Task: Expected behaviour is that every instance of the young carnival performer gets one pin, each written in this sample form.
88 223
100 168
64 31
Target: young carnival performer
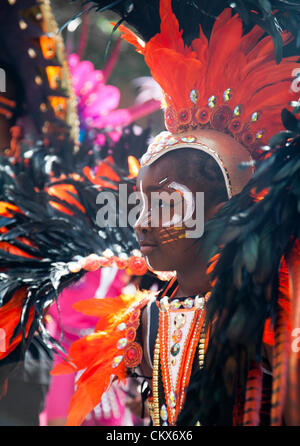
223 97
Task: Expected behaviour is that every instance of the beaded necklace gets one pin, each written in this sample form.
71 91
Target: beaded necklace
181 330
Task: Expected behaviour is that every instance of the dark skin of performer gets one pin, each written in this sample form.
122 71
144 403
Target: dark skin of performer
178 253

++++++

### [PROBLEM DESCRIPTION]
Please set out every one of the lines above as a numbered list, skipping blank lines and leaving the pictures out.

### [COMPLETE RESPONSE]
1. Task: Expected behaviour is that every instance of the young carnival performer gets one pin, each written in this sample form.
2. 88 223
3. 100 168
4. 64 31
5. Target: young carnival performer
6. 223 97
7. Task: Expected behaviour is that every instance of the beaded necklace gets one pin, each written in this sample form.
8. 71 91
9. Target: beaded necklace
10. 181 330
11. Task: Expected behaviour is that every instance of the dark skin of performer gets one pin, each written in this sample form.
12. 122 71
13. 144 403
14. Target: dark skin of performer
15. 178 253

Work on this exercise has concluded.